• **What the task requires**
Reproduce the records. Keep every word exact and include no images.

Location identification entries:
========================================
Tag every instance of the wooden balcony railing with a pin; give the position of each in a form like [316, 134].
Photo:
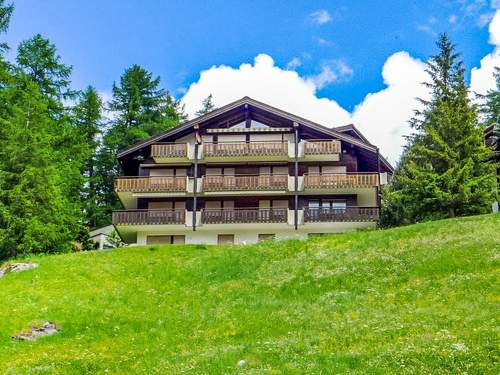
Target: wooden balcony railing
[169, 150]
[244, 215]
[150, 184]
[149, 217]
[312, 215]
[257, 182]
[322, 147]
[231, 149]
[345, 180]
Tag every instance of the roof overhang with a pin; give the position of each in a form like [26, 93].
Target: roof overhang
[247, 101]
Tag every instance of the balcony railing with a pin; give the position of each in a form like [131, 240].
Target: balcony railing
[341, 180]
[150, 184]
[257, 182]
[169, 150]
[314, 215]
[149, 217]
[232, 149]
[244, 215]
[321, 147]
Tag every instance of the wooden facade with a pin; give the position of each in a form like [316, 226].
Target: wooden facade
[249, 164]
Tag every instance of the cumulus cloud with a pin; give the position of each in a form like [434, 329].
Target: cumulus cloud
[264, 81]
[382, 116]
[294, 63]
[482, 78]
[320, 17]
[331, 71]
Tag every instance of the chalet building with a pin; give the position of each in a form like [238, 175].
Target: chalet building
[248, 172]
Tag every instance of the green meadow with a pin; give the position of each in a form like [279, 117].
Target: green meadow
[417, 299]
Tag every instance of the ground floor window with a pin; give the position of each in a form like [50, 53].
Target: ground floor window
[266, 237]
[313, 235]
[225, 239]
[166, 239]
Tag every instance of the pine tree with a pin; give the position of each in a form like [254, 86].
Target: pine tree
[445, 169]
[491, 107]
[207, 105]
[88, 121]
[36, 214]
[5, 15]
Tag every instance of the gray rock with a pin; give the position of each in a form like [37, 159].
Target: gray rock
[17, 267]
[47, 329]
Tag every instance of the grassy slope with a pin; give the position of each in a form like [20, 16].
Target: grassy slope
[418, 299]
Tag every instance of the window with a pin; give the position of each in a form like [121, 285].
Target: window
[266, 237]
[313, 235]
[334, 203]
[223, 239]
[314, 204]
[165, 240]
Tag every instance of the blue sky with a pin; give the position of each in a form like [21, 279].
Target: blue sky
[177, 39]
[338, 51]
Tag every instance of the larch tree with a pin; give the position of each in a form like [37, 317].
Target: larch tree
[87, 115]
[140, 109]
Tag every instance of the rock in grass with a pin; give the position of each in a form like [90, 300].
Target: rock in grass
[17, 267]
[47, 329]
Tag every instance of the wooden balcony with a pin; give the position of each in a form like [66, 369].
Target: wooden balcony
[149, 217]
[322, 147]
[169, 150]
[248, 183]
[244, 215]
[341, 180]
[316, 215]
[238, 149]
[150, 184]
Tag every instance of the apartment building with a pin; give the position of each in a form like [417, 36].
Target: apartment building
[248, 172]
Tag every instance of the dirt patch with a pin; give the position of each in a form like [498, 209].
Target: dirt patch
[47, 329]
[17, 267]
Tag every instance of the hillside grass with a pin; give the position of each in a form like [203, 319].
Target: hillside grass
[419, 299]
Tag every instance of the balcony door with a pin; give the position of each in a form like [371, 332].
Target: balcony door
[326, 169]
[322, 209]
[271, 209]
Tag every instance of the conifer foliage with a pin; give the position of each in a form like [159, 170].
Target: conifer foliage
[445, 170]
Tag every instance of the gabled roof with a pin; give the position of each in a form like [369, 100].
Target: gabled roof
[338, 133]
[350, 128]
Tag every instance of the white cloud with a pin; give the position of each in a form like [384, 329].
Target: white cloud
[482, 78]
[331, 71]
[294, 63]
[320, 17]
[484, 19]
[382, 116]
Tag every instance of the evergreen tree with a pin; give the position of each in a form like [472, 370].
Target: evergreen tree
[5, 15]
[36, 214]
[88, 120]
[207, 105]
[445, 169]
[491, 107]
[38, 58]
[140, 110]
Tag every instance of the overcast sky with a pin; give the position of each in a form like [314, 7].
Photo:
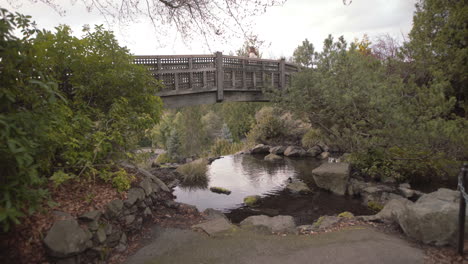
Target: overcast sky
[284, 27]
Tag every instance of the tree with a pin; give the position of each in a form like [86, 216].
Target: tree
[394, 127]
[304, 54]
[208, 18]
[438, 47]
[66, 105]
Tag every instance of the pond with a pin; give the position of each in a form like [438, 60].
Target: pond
[246, 175]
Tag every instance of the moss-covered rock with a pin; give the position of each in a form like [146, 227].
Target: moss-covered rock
[346, 215]
[252, 200]
[220, 190]
[375, 206]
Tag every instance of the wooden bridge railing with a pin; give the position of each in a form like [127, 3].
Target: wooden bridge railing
[185, 74]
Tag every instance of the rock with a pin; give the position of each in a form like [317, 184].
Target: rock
[251, 200]
[278, 150]
[433, 218]
[161, 184]
[59, 215]
[305, 228]
[145, 184]
[280, 223]
[325, 222]
[171, 204]
[220, 190]
[391, 211]
[134, 195]
[346, 215]
[210, 214]
[408, 193]
[324, 155]
[260, 149]
[91, 216]
[113, 238]
[405, 185]
[272, 157]
[332, 176]
[298, 187]
[293, 151]
[66, 238]
[100, 235]
[129, 219]
[147, 212]
[314, 151]
[114, 208]
[214, 226]
[355, 186]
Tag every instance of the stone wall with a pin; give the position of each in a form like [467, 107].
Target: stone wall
[93, 236]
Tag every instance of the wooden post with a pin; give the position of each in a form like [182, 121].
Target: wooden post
[233, 79]
[205, 82]
[190, 74]
[282, 73]
[263, 75]
[220, 76]
[244, 77]
[462, 211]
[159, 64]
[254, 79]
[176, 81]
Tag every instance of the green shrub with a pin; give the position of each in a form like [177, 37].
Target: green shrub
[311, 138]
[163, 158]
[66, 104]
[195, 171]
[223, 147]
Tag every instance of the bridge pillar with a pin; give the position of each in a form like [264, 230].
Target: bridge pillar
========================================
• **Written response**
Tag every instance of the wooden balcony railing with a pin; give the position of each in a form like [316, 134].
Photo:
Target: wooden balcony railing
[169, 150]
[244, 215]
[150, 184]
[149, 217]
[312, 215]
[257, 182]
[322, 147]
[231, 149]
[345, 180]
Tag every instance of the roof overhang with a pin; give the position of each in a form like [26, 93].
Target: roof overhang
[247, 101]
Tag every instance of the balcony railing with a pin; give the position of each in a form like [131, 240].
Target: balcony railing
[341, 180]
[150, 184]
[257, 182]
[169, 150]
[314, 215]
[149, 217]
[232, 149]
[244, 215]
[321, 147]
Tag every instance of the wooden facade with a pin; give the position of each in a form like [316, 226].
Target: wooden facade
[249, 164]
Tag every instance of the cumulus cloud with a pin; give the position of each in a form like [434, 329].
Target: cumulus cloud
[264, 81]
[382, 116]
[294, 63]
[482, 78]
[320, 17]
[331, 71]
Tag every instance of the chalet building with a pin; give the position of each in a form like [238, 175].
Target: chalet building
[248, 172]
Tag every instance of the green meadow with a pin; give the position of each in a form like [279, 117].
Target: green meadow
[417, 299]
Tag every instance of the ground floor window with a pin; give the position of each in a form like [50, 53].
Target: ground floor window
[266, 237]
[313, 235]
[225, 239]
[166, 239]
Tag every instance of the pine tree with a pin; give the position of each in a form like [254, 86].
Target: pine tree
[445, 169]
[491, 107]
[207, 105]
[88, 121]
[36, 214]
[5, 15]
Tag every instance of the gray rock with a pin; give the position of each in a form like [37, 159].
Target: gray rock
[17, 267]
[47, 329]
Tag every instance of the grassy slope with a pin; give the position of each in a form like [20, 16].
Target: grassy slope
[418, 299]
Tag every instance of the window with a pin; give the position of each in a form like [121, 285].
Target: window
[266, 237]
[313, 235]
[334, 203]
[223, 239]
[314, 204]
[165, 240]
Tag every instance of the blue sky with a pin; give the position of each in a form like [21, 279].
Target: blue sky
[177, 39]
[338, 51]
Tag every instance of the larch tree with a pin; give the position of each in a form like [37, 317].
Target: larch tree
[87, 115]
[140, 109]
Tag every instance of the rock in grass with a pin; give the position of each in a form like [90, 300].
Target: rock in grass
[17, 267]
[47, 329]
Tag every instance of the wooden balcony with a pin; give the position of each in a form like [66, 369].
Target: wooden balcony
[149, 217]
[322, 147]
[169, 150]
[248, 183]
[244, 215]
[341, 180]
[316, 215]
[238, 149]
[150, 184]
Tag every instance of the apartment building with a pin; give the position of each in a form like [417, 36].
Target: apartment building
[248, 172]
Tag every instance of the dirt patch with a pin; give the position of each in a form like [498, 209].
Target: dirt patch
[47, 329]
[17, 267]
Tag every instance of the hillside grass with a pin; give the position of each in a form like [203, 319].
Target: hillside grass
[419, 299]
Tag every instance of the balcony door with a pin; give the position of each in a form like [371, 332].
Target: balcony door
[326, 169]
[322, 209]
[271, 209]
Tag every instance of the conifer foliage with a pin; give the position of each in a form like [159, 170].
Target: conifer foliage
[445, 170]
Tag every instance of the gabled roof with a pin; give the position of each in a form like [369, 100].
Target: gabled roof
[338, 133]
[350, 128]
Tag every instance of the white cloud with a pin; give the position of each in a form like [384, 329].
Target: white cloud
[482, 78]
[331, 71]
[294, 63]
[320, 17]
[484, 19]
[382, 116]
Tag every instance of the evergreen tree with a pin; give the position of each in a form like [472, 370].
Target: evergreen tree
[5, 15]
[36, 214]
[88, 120]
[207, 105]
[445, 169]
[491, 107]
[38, 58]
[140, 110]
Tag every instance of the overcast sky with a pin; give the position of each in a form like [314, 7].
Photo:
Target: overcast sky
[284, 27]
Tag every instance of the tree with a pin; give the position of each in a form like [86, 216].
Target: tree
[394, 127]
[304, 54]
[208, 18]
[438, 47]
[66, 105]
Tag every instance of the pond with a pin; give the position of each in a form like [438, 60].
Target: pond
[246, 175]
Tag every instance of the moss-covered rock with a pin; give the position of each in a form like [146, 227].
Target: moss-covered rock
[346, 215]
[252, 200]
[220, 190]
[375, 206]
Tag every instance of the wooden bridge railing with a pin; give the position of each in a form like [127, 3].
Target: wooden bridge railing
[185, 74]
Tag every instance of the rock with a pin; give the position of each in a form like [317, 184].
Target: rock
[251, 200]
[278, 150]
[433, 218]
[161, 184]
[59, 215]
[305, 228]
[145, 184]
[280, 223]
[325, 222]
[171, 204]
[220, 190]
[391, 211]
[134, 195]
[346, 215]
[210, 214]
[408, 193]
[324, 155]
[260, 149]
[91, 216]
[113, 238]
[405, 185]
[272, 157]
[332, 176]
[298, 187]
[293, 151]
[66, 238]
[100, 235]
[129, 219]
[147, 212]
[314, 151]
[114, 208]
[214, 226]
[355, 186]
Tag every instance of the stone wall with a pin; give the position of each in a form like [467, 107].
Target: stone wall
[93, 236]
Tag every instance of the wooden post with a pin; give the position of each in a form like [182, 121].
Target: wooden post
[233, 79]
[205, 82]
[190, 74]
[282, 73]
[263, 75]
[220, 76]
[244, 77]
[462, 211]
[159, 64]
[254, 79]
[176, 81]
Tag every instance of the green shrub with a pin; give the position of each in a form like [177, 37].
Target: green shrub
[311, 138]
[163, 158]
[66, 104]
[195, 171]
[223, 147]
Tag every instance of the bridge pillar with a pin; give the position of each in a form like [264, 230].
Target: bridge pillar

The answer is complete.